**WORK INSTRUCTIONS**:
Your answer should hold only the line containing "point: red helmet" and each line that follows it in the listing, copied exactly.

┌────────

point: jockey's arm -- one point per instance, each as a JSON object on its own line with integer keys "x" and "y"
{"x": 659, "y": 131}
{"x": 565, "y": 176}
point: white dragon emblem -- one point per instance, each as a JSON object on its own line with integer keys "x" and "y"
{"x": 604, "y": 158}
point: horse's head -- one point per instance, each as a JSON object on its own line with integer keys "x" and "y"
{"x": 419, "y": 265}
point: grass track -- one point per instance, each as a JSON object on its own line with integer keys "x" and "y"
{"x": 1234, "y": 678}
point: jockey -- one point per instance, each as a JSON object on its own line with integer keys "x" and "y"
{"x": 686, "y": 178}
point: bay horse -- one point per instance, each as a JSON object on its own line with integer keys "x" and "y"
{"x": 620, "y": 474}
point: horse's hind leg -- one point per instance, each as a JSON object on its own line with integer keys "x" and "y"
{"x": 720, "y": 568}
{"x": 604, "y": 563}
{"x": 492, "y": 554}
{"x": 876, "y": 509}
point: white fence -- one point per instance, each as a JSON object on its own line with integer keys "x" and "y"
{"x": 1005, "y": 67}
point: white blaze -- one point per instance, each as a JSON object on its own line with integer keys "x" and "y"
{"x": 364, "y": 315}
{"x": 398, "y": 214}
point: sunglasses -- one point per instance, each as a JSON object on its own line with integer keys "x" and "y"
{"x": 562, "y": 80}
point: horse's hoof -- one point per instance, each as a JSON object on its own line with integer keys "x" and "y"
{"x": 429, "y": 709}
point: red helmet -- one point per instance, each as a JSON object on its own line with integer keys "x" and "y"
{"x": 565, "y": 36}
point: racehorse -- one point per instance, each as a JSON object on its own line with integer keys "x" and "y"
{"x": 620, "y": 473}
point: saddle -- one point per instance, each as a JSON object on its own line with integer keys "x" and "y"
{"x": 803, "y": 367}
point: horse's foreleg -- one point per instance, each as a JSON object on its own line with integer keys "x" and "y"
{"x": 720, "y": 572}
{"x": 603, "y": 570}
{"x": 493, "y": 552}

└────────

**ANSWER SPACE**:
point: red helmet -- one point per instance, each as a JSON object on its own line with integer keys "x" and "y"
{"x": 565, "y": 36}
point: racehorse -- one point per instance, each as a JSON object on its own line with integer keys "x" and "y"
{"x": 620, "y": 473}
point: saddle -- one point per instance, each as a JSON object on its own line with integer keys "x" and "y"
{"x": 803, "y": 367}
point: horse's foreleg -- one point per instance, each as a JSON object on its own line with integer keys "x" and "y"
{"x": 720, "y": 572}
{"x": 603, "y": 570}
{"x": 493, "y": 552}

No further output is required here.